* _Stored data entries_
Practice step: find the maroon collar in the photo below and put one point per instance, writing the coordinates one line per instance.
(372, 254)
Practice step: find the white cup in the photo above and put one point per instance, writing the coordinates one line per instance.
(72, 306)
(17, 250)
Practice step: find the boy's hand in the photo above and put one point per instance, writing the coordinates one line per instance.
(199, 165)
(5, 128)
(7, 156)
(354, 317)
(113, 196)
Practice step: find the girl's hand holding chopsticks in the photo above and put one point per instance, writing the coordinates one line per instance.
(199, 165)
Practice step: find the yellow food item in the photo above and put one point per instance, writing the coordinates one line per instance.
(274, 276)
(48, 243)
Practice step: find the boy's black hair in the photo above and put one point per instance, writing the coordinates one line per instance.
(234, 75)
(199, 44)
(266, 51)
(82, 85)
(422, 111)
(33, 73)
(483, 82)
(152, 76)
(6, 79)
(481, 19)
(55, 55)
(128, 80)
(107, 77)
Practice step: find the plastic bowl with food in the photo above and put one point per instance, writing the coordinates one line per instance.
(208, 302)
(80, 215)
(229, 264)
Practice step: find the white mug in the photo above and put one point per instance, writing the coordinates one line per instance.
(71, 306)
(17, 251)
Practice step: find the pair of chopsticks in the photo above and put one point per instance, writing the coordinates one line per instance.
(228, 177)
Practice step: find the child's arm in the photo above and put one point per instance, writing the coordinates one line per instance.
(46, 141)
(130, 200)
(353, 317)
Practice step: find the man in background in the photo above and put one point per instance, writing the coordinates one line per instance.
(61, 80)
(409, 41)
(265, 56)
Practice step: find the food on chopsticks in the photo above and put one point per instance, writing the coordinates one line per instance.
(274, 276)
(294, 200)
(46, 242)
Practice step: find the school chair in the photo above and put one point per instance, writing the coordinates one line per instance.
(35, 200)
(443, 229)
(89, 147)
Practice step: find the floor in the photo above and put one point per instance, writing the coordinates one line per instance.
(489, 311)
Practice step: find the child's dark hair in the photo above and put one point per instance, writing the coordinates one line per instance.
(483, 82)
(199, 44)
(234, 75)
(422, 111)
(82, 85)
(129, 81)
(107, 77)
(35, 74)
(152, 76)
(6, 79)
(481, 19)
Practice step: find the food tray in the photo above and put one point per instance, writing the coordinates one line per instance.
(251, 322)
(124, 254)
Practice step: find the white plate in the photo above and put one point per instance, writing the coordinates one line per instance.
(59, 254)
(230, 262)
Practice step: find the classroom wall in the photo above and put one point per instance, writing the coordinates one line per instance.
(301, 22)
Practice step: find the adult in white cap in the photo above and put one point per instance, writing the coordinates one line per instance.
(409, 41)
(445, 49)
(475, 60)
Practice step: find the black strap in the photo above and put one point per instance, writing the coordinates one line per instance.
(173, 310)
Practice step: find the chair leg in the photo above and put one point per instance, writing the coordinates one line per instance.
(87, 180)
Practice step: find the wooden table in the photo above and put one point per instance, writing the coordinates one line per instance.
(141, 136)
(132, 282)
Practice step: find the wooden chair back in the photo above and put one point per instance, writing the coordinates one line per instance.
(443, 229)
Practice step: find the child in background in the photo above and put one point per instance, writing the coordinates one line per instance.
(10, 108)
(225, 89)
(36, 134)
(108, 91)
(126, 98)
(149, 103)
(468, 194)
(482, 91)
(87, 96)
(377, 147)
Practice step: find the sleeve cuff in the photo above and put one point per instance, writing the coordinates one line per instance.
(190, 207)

* _Work required_
Write down every line of the data exactly as it appears above.

* _Response area_
Practice step: find the maroon collar in the photo below and put one point per instance, writing the coordinates one line per instance.
(372, 254)
Practice step: find the white cup in the photo above and put one point per instance, writing the coordinates one line per instance.
(72, 306)
(17, 250)
Practice step: find the boy's hand in the photo above and put one point per instance, writing the coordinates one line per instance.
(199, 165)
(5, 128)
(7, 156)
(354, 317)
(113, 196)
Practice step: find the girl's hand holding chopsticks in the photo above and put one point per instance, writing the coordinates one line per instance.
(199, 165)
Practice step: find the yellow food item in the photo above and put one point per instance, writing the coordinates one line per instance.
(274, 276)
(48, 243)
Practice step: find the boy's black hair in the photo above and put one point per instance, writing the coordinates one line per instance.
(234, 75)
(199, 44)
(266, 51)
(82, 85)
(422, 111)
(33, 73)
(483, 82)
(152, 76)
(6, 79)
(481, 19)
(55, 55)
(128, 80)
(107, 77)
Practice step: find the plastic bowl with food in the photo above and put one point per instance, writing the coordinates one line per instance.
(208, 302)
(80, 215)
(229, 264)
Practice step: find the white mug in the photo above and put one point per instance, writing the coordinates one line per instance.
(71, 306)
(17, 251)
Practice step: find the pair of chopsticks in the photo above and put one point per instance, writing the coordinates one line per instance.
(228, 177)
Practice step: find the child's arm in the photo above and put one point per instance, writing the coordinates one line per instance.
(46, 141)
(130, 200)
(353, 317)
Practice step: find the man in background in the photo above and put one point per instance, writing the coordinates one line per instance.
(61, 80)
(409, 41)
(265, 56)
Practice step: find the food on chopsticks in the photo above and put one point per instance, writing the coordinates one line per instance.
(274, 276)
(294, 200)
(46, 242)
Practice step: find the school chair in the photo above and put one point per instance, writing the coordinates one line per instance.
(35, 200)
(443, 229)
(89, 147)
Practice step: find the floor in the photo above and put one point per instance, writing the coordinates one line per instance.
(489, 311)
Practice step: find the child's dark hair in the photo above and put one point per instance, writing the coordinates one line per instance.
(483, 82)
(199, 44)
(234, 75)
(422, 111)
(82, 85)
(129, 81)
(107, 77)
(35, 74)
(152, 76)
(6, 79)
(481, 19)
Practice step: find the food tray in the photo above and put one point per instance, writing the coordinates one line per instance.
(251, 322)
(124, 254)
Practice step: find the white plate in the photo above and put one point per instance, writing the coordinates one line per instance.
(59, 254)
(230, 262)
Practice step: find the classroom wall in the photo above and put one point per instance, writing the coordinates one line per instance.
(301, 22)
Practice step: find the adult in white cap in the photo above and put one point per instance, writing the coordinates one line per instance.
(409, 41)
(445, 49)
(475, 60)
Practice step: find the black strap in the photo above and put one point per instance, writing the coordinates one line per instance.
(173, 310)
Practice step: find the chair leg in the photo above and put one point per instance, writing the coordinates one line per instance.
(87, 180)
Practice step: find the wooden table in the photo above and put one point per instance, writing the coordinates one line per instance.
(141, 136)
(132, 282)
Practice step: find the wooden chair back in the photo above and put one point per instance, writing the coordinates one line per instance.
(443, 229)
Practice step: find the child in background in the photo above and put one point per instance, writing the coordinates one line per instance.
(10, 108)
(225, 89)
(36, 134)
(108, 91)
(126, 98)
(149, 103)
(468, 194)
(482, 91)
(87, 96)
(377, 147)
Practice step: find the sleeve cuff in the photo above and put one point per instance, writing the coordinates one line per instance.
(190, 207)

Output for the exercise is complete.